═════ Teks Bacaan
HIKMAH BULAN SYA'BAN
Bulan
Sya’ban adalah bulan yang ke-8 dalam sistem kalender Islam. Bulan Sya’ban
berada di antara bulan hijriyah Rajab dan Ramadhan. Nama bulan ini berakar dari
kata bahasa arab tasya’aba yang berarti berpencar. Pada masa itu,
kaum arab biasa pergi memencar, keluar mencari air. Bulan Sya’ban juga berasal
dari kata sya’aba yang berarti merekah atau muncul dari kedalaman
karena ia berada di antara dua bulan yang mulia juga.
Rasulullah
menyebut bulan Sya’ban ini sebagai bulan yang sering dilupakan manusia. Ia
dilupakan karena berada di antara dua bulan yang menyedot perhatian: bulan
Rajab dan Ramadhan. Bulan Rajab diperhatikan karena ia merupakan salah
satu dari bulan Haram, sementara Ramadhan karena adanya kewajiban puasa sebulan
penuh di dalamnya.
Puasa Sunnah
di Bulan Sya’ban
Rasulullaah
biasa memperbanyak puasa di bulan Sya’ban. Beliau hampir penuh puasa di bulan
ini. Beliau hanya berbuka atau tidak berpuasa pada beberapa hari saja.
Dari
Aisyah radhiallahu ‘anha, beliau mengatakan,
يَصُومُ حَتَّى نَقُولَ: لاَ يُفْطِرُ، وَيُفْطِرُ
حَتَّى نَقُولَ: لاَ يَصُومُ، فَمَا رَأَيْتُ رَسُولَ اللَّهِ صَلَّى اللهُ عَلَيْهِ
وَسَلَّمَ اسْتَكْمَلَ صِيَامَ شَهْرٍ إِلَّا رَمَضَانَ، وَمَا رَأَيْتُهُ أَكْثَرَ
صِيَامًا مِنْهُ فِي شَعْبَانَ
“Terkadang Nabi shallallahu ‘alaihi wa sallam puasa
beberapa hari sampai kami katakan, ‘Beliau tidak pernah tidak puasa, dan
terkadang beliau tidak puasa terus, hingga kami katakan: Beliau tidak melakukan
puasa. Dan saya tidak pernah melihat Nabi shallallahu ‘alaihi wa sallam berpuasa
sebulan penuh kecuali di bulan Ramadhan, saya juga tidak melihat beliau
berpuasa yang lebih sering ketika di bulan Sya’ban.” (HR. Al Bukhari dan
Muslim)
Aisyah
mengatakan,
لَمْ يَكُنِ النَّبِيُّ صَلَّى اللهُ عَلَيْهِ وَسَلَّمَ
يَصُومُ شَهْرًا أَكْثَرَ مِنْ شَعْبَانَ، فَإِنَّهُ كَانَ يَصُومُ شَعْبَانَ كُلَّهُ
“Belum pernah Nabi shallallahu ‘alaihi wa
sallam berpuasa satu bulan yang lebih banyak dari pada puasa bulan
Sya’ban. Terkadang hampir beliau berpuasa Sya’ban sebulan penuh.” (H.R. Al
Bukhari dan Msulim)
══════════
═════ Data yang Disediakan
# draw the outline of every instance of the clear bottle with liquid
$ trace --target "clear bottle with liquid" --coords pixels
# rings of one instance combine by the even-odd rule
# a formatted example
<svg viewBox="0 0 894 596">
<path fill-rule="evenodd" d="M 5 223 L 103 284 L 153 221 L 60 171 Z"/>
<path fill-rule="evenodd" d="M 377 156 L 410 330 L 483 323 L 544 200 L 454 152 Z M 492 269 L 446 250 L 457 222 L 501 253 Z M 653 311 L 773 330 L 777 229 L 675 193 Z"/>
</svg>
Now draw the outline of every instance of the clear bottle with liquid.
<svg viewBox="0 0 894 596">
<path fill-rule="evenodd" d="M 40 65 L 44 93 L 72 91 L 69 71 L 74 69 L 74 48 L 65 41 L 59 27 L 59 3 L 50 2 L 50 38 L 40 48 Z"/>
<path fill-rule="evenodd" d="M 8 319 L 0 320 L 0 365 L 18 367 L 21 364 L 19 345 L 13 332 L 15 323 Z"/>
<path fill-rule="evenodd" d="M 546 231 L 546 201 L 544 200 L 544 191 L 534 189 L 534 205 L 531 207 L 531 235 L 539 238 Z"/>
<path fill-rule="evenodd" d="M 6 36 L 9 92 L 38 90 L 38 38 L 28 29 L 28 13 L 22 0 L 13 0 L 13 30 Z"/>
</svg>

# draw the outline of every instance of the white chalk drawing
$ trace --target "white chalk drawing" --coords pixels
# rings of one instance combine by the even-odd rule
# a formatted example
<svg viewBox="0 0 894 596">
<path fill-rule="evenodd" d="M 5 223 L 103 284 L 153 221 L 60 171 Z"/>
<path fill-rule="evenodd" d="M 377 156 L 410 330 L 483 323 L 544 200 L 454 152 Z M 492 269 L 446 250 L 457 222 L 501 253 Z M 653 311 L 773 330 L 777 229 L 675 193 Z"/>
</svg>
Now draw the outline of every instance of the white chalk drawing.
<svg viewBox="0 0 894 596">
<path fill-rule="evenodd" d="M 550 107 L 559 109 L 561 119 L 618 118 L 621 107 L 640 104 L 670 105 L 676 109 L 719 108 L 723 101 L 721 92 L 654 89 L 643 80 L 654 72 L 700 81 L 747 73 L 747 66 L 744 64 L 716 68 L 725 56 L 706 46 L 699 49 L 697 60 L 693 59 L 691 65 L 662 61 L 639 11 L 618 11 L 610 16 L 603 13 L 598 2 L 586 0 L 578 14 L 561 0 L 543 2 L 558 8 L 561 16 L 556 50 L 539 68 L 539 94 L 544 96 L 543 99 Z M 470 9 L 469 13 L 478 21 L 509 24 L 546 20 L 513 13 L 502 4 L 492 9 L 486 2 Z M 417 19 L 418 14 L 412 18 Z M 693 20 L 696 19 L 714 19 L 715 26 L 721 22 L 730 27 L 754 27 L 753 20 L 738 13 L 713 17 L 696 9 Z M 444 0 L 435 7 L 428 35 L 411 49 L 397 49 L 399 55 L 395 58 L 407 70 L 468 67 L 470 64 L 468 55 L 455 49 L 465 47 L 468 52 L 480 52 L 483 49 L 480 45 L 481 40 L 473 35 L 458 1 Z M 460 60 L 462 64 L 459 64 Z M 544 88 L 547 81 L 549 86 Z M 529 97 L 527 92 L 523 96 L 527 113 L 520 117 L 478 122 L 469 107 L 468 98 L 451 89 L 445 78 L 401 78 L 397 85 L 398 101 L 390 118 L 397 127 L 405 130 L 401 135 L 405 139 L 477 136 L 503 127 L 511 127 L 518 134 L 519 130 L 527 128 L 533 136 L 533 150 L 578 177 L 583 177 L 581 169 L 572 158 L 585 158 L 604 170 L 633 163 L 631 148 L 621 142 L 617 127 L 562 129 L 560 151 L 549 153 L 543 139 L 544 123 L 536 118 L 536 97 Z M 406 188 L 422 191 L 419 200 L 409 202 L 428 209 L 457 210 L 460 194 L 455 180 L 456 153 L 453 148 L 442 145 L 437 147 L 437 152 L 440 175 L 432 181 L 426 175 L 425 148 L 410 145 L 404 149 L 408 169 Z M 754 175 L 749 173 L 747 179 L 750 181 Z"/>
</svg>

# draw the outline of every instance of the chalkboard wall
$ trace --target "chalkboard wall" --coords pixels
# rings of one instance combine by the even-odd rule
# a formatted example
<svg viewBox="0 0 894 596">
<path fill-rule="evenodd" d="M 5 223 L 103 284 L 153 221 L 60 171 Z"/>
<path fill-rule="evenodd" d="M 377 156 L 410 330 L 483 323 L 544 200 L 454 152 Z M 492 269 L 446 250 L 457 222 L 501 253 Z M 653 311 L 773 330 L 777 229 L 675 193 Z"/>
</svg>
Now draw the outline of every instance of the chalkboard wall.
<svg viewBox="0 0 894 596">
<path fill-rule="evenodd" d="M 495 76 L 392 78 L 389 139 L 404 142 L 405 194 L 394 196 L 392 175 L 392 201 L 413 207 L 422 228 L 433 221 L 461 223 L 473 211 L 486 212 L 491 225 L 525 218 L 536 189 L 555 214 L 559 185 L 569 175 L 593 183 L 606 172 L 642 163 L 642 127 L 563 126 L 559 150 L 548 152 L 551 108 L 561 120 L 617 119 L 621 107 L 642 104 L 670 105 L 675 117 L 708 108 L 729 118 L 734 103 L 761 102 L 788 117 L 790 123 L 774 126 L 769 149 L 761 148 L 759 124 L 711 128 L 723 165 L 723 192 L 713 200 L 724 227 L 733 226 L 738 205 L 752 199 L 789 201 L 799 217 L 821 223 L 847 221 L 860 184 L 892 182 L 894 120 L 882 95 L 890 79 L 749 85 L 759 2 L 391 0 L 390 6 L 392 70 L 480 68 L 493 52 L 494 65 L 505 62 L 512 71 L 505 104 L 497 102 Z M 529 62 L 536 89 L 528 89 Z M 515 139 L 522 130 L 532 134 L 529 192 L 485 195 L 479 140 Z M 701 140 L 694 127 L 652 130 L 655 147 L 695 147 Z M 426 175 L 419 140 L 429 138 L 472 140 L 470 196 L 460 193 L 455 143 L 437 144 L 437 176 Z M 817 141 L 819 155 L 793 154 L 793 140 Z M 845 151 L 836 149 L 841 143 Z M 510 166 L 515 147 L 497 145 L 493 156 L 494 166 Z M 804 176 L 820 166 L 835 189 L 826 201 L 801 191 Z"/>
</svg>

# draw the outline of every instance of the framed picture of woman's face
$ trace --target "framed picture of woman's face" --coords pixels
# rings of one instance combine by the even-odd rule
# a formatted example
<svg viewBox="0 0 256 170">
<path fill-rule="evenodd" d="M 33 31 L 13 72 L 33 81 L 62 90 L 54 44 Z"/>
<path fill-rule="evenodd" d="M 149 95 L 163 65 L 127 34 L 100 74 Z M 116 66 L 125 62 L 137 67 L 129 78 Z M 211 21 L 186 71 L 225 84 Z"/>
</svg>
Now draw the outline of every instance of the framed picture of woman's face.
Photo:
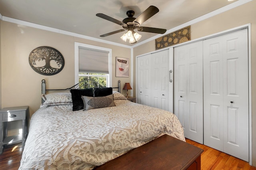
══════════
Tugas Latihan:
- a) Perbarui teks tentang bulan Sya'ban mulai dari "HIKMAH BULAN SYA'BAN" terus sampai "yang mulia juga.", dengan mengganti "berpencar" menjadi "menyebar".
- b) Jawab pertanyaan berikut berdasarkan teks tentang bulan Sya'ban.
(i) Sya'ban adalah bulan ke berapa dalam sistem kalender Islam?
(ii) Mengapa bulan Rajab mendapat perhatian?
(iii) Menurut Aisyah, pada bulan apa Nabi berpuasa sebulan penuh?
- c) Lanjutkan teks tentang bulan Sya'ban setelah kalimat terakhirnya.

Hasil Latihan:
- a)
HIKMAH BULAN SYA'BAN
Bulan
Sya’ban adalah bulan yang ke-8 dalam sistem kalender Islam. Bulan Sya’ban
berada di antara bulan hijriyah Rajab dan Ramadhan. Nama bulan ini berakar dari
kata bahasa arab tasya’aba yang berarti menyebar. Pada masa itu,
kaum arab biasa pergi memencar, keluar mencari air. Bulan Sya’ban juga berasal
dari kata sya’aba yang berarti merekah atau muncul dari kedalaman
karena ia berada di antara dua bulan yang mulia juga.

- b)
(i) Bulan ke-8.
(ii) Karena Rajab merupakan salah satu bulan Haram.
(iii) Pada bulan Ramadhan.

- c)
Aisyah
mengatakan,
كَانَ رَسُولُ اللَّهِ صَلَّى اللهُ عَلَيْهِ وَسَلَّمَ
يَتَحَفَّظُ مِنْ هِلَالِ شَعْبَانَ مَا لَا يَتَحَفَّظُ مِنْ غَيْرِهِ، ثُمَّ يَصُومُ
لِرُؤْيَةِ رَمَضَانَ، فَإِنْ غُمَّ عَلَيْهِ، عَدَّ ثَلَاثِينَ يَوْمًا، ثُمَّ صَامَ
“Nabi shallallahu ‘alaihi wa sallam memberikan
perhatian terhadap hilal bulan Sya’ban, tidak sebagaimana perhatian beliau
terhadap bulan-bulan yang lain. Kemudian beliau berpuasa ketika melihat
hilal Ramadhan. Jika hilal tidak kelihatan, beliau genapkan Sya’ban sampai
30 hari.” (HR. Ahmad, Abu Daud, An Nasa’i dan sanad-nya disahihkan Syaikh
Syu’aib Al Arnauth)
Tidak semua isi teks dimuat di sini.